— begin Dataset records —
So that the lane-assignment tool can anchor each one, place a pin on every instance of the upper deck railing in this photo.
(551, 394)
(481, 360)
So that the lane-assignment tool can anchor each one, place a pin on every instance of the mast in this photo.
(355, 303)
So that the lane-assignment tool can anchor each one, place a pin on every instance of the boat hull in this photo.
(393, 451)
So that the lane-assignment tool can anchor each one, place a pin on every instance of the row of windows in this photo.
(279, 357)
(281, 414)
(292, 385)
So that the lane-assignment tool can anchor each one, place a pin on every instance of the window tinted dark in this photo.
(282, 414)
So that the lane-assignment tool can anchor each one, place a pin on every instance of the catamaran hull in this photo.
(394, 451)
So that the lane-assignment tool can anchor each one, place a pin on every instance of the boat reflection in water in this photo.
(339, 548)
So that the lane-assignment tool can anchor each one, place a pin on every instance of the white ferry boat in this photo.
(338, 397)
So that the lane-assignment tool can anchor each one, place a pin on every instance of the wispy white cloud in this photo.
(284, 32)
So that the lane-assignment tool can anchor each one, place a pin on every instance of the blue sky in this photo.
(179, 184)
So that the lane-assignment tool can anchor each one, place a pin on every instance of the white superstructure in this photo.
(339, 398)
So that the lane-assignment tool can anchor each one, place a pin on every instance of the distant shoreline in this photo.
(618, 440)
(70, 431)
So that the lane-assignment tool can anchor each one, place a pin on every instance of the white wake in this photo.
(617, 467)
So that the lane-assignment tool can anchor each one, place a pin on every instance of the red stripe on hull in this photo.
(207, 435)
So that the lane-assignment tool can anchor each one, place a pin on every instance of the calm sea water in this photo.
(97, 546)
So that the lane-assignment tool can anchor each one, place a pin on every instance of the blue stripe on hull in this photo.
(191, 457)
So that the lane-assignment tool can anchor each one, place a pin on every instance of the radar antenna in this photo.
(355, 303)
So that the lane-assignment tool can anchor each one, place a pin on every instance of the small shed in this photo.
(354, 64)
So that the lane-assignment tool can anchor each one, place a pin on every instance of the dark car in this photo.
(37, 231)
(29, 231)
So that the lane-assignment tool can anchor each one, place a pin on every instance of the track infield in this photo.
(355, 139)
— end Dataset records —
Exercise directions => Rewrite every line, from the one containing "shed in this photo." through the last line, and shift each coordinate in the answers by adding 13 to both of its numbers.

Answer to this exercise =>
So that the lane-assignment tool can anchor each one, place a pin on every instance of the small shed in this photo.
(367, 77)
So that the lane-assignment tool can anchor each one, place a pin on every instance of the dark car in this photo.
(50, 244)
(42, 244)
So that the lane-assignment tool can anchor each one, place a pin on every instance of the track infield in this photo.
(368, 152)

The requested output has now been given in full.